> The records
◆ ◆ ◆ ◆ ◆
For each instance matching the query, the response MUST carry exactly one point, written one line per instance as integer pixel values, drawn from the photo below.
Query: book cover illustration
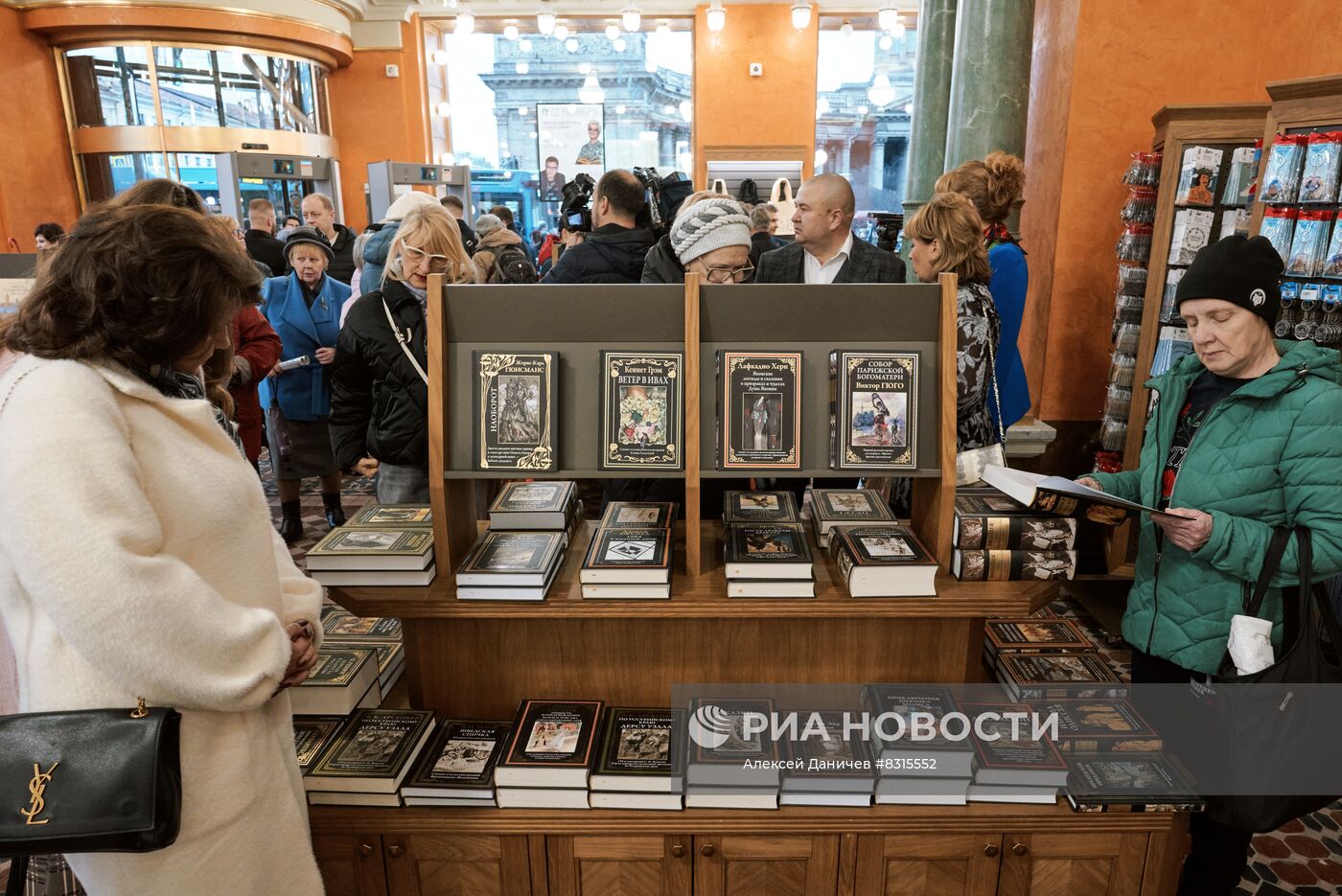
(521, 497)
(415, 516)
(514, 405)
(509, 551)
(760, 507)
(463, 752)
(375, 542)
(760, 411)
(554, 732)
(641, 405)
(764, 543)
(646, 514)
(375, 744)
(643, 742)
(628, 546)
(876, 413)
◆ ◆ ◆ ◆ ◆
> Required work
Copy every line of the data above word for word, leaving out the pictures.

> Final result
For each instance matching the query, the response MUST carry exactly one point, written one line per instance as integer pixel values, drawn from the photo below.
Query: book cover illustration
(521, 497)
(415, 516)
(514, 405)
(509, 551)
(760, 507)
(463, 752)
(375, 542)
(760, 411)
(554, 732)
(641, 405)
(764, 543)
(646, 514)
(375, 744)
(643, 742)
(628, 546)
(876, 413)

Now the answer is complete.